> **EXERCISE TASK**
Please present all of the items below as a Markdown table with two columns, "Row" for the row number and "Line" for the line itself, omitting any blank lines.

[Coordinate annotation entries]
○ ○ ○ ○ ○

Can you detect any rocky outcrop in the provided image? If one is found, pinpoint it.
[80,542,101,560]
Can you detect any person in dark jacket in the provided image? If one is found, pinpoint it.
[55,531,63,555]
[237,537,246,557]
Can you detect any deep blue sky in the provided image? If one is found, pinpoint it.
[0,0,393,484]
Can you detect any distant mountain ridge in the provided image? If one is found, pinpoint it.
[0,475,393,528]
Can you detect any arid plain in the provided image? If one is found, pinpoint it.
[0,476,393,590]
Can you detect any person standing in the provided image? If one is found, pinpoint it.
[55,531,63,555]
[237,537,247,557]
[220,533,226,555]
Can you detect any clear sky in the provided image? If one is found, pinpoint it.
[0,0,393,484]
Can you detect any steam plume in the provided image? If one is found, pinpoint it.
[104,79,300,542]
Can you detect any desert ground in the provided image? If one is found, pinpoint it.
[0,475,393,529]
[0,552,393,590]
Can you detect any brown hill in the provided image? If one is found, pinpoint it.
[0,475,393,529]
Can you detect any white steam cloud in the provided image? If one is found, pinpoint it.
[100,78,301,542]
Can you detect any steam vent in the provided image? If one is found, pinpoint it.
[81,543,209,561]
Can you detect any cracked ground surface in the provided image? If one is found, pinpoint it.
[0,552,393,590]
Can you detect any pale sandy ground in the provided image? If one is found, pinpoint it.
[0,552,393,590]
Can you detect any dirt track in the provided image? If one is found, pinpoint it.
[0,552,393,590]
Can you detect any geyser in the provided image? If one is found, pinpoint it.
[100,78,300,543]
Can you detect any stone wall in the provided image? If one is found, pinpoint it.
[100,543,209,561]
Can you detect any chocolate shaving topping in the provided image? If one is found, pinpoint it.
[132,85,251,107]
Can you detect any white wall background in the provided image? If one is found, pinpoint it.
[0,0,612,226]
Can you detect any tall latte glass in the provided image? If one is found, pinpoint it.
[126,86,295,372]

○ ○ ○ ○ ○

> **PROBLEM SOLUTION**
| Row | Line |
|---|---|
| 1 | Can you detect any rocky outcrop in the provided image? If one is found, pinpoint it. |
| 2 | [80,542,101,560] |
| 3 | Can you detect any person in dark jacket in the provided image? If one is found, pinpoint it. |
| 4 | [55,531,63,555] |
| 5 | [237,537,246,557] |
| 6 | Can you detect any deep blue sky in the provided image? If one is found, pinpoint it. |
| 7 | [0,0,393,484] |
| 8 | Can you detect any distant mountain ridge in the provided image? If one is found, pinpoint it. |
| 9 | [0,475,393,528] |
| 10 | Can you detect any arid plain in the provided image? If one is found, pinpoint it. |
| 11 | [0,476,393,590] |
| 12 | Can you detect any person standing in the provided image? If one is found, pinpoint it. |
| 13 | [55,531,63,555] |
| 14 | [237,537,247,557] |
| 15 | [220,533,226,555] |
| 16 | Can you detect any clear sky in the provided image? If one is found, pinpoint it. |
| 17 | [0,0,393,484] |
| 18 | Can you detect any steam plume in the provided image? If one is found, pinpoint it. |
| 19 | [104,79,300,542] |
| 20 | Can you detect any desert ground in the provided image? If one is found, pinpoint it. |
| 21 | [0,475,393,529] |
| 22 | [0,552,393,590] |
| 23 | Can you detect any brown hill in the provided image? If one is found, pinpoint it. |
| 24 | [0,475,393,529] |
| 25 | Can you detect any white steam cloud in the provided image? If one is found, pinpoint it. |
| 26 | [100,78,301,542] |
| 27 | Can you detect any steam vent in the provided image? If one is found, pinpoint it. |
| 28 | [81,543,209,561] |
| 29 | Can you detect any cracked ground surface in the provided image? If one is found, pinpoint it. |
| 30 | [0,552,393,590] |
| 31 | Can you detect any pale sandy ground in the provided image? If one is found, pinpoint it. |
| 32 | [0,552,393,590] |
| 33 | Can you detect any dirt track in the provided image? If one is found, pinpoint it. |
| 34 | [0,552,393,590] |
| 35 | Can you detect any geyser in the provided image? If one is found, pinpoint it. |
| 36 | [100,78,300,543] |
| 37 | Can you detect any stone wall in the provided image? If one is found, pinpoint it. |
| 38 | [100,543,209,561] |
| 39 | Can you detect any chocolate shaving topping in the provided image? If one is found, pinpoint it. |
| 40 | [132,85,251,107] |
| 41 | Can you detect any white wall background in the provided image? If one is found, pinpoint it. |
| 42 | [0,0,612,226] |
| 43 | Can you detect any tall latte glass in the provided image? If one is found, pinpoint it. |
| 44 | [126,86,295,372] |